Exercise requirements:
Lay out as a Markdown table the lines starting with the line containing "Put a pin on every instance of the dirt" and going on through the line containing "x=212 y=295", with columns Row and Line, leaving out blank lines.

[Part of a data file]
►
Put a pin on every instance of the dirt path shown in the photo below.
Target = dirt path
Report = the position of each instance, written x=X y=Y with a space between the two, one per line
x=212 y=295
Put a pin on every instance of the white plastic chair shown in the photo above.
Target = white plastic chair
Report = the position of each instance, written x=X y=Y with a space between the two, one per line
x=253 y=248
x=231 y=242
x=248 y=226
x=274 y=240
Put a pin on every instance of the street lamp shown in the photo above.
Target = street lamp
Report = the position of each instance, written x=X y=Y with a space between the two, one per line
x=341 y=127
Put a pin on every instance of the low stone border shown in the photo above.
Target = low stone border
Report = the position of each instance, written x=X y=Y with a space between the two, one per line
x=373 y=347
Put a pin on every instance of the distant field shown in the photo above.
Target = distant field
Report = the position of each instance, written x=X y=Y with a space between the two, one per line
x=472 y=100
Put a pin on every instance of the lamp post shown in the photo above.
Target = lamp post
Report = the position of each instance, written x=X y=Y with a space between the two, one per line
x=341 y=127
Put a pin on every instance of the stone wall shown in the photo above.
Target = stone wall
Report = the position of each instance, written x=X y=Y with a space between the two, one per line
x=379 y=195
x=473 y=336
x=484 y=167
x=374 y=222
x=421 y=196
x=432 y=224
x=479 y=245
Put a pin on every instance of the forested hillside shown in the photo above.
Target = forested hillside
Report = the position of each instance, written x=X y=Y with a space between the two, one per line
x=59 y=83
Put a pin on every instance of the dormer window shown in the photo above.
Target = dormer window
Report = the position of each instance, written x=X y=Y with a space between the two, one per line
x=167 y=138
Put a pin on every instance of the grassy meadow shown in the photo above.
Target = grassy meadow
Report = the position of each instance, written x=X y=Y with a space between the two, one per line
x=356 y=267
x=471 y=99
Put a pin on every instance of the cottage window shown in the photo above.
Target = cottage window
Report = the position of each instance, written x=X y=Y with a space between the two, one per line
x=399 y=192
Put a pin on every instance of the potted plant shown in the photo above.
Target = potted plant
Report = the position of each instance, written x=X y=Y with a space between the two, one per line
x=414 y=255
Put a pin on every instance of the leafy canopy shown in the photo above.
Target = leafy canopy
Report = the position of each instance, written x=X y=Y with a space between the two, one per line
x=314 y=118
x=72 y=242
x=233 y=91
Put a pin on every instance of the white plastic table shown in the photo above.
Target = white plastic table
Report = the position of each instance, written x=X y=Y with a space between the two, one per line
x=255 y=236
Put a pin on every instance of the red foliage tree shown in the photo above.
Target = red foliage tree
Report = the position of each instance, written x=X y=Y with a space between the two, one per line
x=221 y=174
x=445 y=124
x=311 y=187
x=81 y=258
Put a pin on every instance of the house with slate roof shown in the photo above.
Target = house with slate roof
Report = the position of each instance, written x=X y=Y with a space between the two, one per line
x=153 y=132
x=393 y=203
◄
►
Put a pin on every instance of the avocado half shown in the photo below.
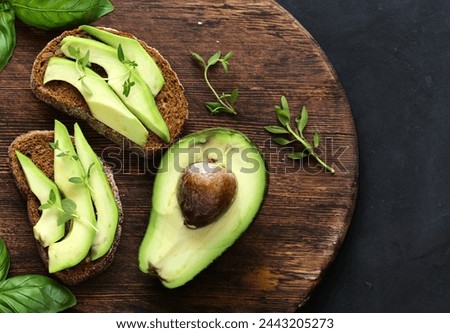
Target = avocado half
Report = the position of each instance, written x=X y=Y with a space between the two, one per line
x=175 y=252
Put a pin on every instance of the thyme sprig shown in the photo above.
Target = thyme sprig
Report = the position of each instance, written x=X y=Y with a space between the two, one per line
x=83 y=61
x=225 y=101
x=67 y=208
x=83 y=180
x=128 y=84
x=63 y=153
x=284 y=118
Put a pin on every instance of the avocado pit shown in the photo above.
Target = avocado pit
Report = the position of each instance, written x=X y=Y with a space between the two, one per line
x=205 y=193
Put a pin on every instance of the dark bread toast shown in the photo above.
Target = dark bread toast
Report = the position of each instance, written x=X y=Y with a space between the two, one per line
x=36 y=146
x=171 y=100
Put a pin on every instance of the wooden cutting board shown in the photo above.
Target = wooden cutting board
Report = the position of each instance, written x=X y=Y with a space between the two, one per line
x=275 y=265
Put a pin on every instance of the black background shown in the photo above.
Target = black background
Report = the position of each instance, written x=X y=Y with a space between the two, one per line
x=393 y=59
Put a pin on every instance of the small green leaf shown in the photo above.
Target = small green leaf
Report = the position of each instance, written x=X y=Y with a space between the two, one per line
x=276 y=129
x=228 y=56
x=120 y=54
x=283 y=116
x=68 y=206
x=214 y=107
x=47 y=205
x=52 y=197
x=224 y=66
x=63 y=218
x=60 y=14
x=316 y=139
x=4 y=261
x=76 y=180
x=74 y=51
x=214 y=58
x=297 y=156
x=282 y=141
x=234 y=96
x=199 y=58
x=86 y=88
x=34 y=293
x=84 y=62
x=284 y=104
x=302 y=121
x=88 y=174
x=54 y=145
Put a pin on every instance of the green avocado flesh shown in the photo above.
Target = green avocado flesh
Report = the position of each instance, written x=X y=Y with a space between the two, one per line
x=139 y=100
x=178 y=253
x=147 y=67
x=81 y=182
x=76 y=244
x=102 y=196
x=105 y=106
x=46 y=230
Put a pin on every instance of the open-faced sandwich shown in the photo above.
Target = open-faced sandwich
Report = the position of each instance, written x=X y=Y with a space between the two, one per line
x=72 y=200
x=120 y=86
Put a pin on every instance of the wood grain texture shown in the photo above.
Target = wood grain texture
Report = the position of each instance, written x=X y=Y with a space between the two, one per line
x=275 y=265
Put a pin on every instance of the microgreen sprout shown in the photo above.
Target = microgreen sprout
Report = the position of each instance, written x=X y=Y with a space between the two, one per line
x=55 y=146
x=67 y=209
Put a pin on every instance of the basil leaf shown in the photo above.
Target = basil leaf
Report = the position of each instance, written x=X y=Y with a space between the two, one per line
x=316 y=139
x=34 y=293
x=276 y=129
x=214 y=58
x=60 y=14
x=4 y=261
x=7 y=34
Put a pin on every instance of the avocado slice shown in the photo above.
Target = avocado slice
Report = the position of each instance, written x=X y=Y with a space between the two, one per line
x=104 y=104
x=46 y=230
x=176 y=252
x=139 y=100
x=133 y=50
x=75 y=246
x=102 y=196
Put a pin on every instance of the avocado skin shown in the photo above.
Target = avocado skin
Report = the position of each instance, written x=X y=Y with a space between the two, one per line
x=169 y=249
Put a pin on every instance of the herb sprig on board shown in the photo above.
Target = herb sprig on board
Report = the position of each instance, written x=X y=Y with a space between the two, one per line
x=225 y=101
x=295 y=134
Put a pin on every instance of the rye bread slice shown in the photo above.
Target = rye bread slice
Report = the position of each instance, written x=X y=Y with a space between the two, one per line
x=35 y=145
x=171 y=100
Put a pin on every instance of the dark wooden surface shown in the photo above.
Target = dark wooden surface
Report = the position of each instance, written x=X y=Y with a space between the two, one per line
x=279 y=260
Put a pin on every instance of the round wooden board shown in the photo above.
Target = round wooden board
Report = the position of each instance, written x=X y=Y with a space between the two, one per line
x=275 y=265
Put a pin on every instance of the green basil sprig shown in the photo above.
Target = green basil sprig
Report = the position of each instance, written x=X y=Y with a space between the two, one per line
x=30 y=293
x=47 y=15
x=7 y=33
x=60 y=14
◄
►
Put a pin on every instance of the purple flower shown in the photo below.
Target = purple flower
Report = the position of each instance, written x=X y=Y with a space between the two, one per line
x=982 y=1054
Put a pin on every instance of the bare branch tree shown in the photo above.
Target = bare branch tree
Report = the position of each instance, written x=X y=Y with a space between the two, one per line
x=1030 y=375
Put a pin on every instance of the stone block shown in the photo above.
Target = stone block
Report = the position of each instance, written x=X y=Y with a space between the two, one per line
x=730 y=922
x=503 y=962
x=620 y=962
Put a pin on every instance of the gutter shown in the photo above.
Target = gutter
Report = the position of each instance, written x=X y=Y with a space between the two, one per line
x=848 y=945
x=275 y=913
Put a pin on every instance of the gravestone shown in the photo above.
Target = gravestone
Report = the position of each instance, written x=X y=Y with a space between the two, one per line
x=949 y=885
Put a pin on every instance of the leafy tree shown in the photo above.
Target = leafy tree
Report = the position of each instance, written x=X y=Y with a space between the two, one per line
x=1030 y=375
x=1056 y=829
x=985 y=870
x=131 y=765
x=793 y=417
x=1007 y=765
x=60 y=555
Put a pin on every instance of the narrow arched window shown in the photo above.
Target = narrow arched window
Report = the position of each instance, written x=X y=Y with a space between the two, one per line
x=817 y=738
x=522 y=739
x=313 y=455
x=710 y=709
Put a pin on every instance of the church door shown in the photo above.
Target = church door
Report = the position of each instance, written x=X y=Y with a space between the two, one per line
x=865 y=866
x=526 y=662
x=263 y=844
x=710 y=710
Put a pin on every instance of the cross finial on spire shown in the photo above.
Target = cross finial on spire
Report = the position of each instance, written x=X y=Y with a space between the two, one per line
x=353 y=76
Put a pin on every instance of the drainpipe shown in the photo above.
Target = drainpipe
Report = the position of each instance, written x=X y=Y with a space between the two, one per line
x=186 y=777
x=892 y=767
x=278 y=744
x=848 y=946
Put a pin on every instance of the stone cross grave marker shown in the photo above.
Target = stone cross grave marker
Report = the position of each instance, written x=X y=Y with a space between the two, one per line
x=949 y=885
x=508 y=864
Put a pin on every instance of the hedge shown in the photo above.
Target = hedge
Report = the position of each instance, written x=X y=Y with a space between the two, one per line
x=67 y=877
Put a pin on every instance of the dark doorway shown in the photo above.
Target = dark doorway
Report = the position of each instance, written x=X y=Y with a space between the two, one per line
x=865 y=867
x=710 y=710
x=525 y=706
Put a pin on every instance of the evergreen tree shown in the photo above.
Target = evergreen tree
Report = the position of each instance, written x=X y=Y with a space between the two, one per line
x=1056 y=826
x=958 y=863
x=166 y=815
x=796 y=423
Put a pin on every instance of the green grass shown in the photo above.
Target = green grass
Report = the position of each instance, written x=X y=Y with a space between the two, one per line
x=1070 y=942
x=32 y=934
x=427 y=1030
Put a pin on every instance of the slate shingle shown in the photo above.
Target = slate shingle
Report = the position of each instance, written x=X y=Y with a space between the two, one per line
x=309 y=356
◄
Final result:
| Row | Line |
|---|---|
| 1 | Put a pin on every instance of the dirt path shown in the photo below. |
| 2 | Target = dirt path |
| 3 | Report = the position of each instance, written x=X y=Y with a space between the two, one per line |
| 4 | x=212 y=295 |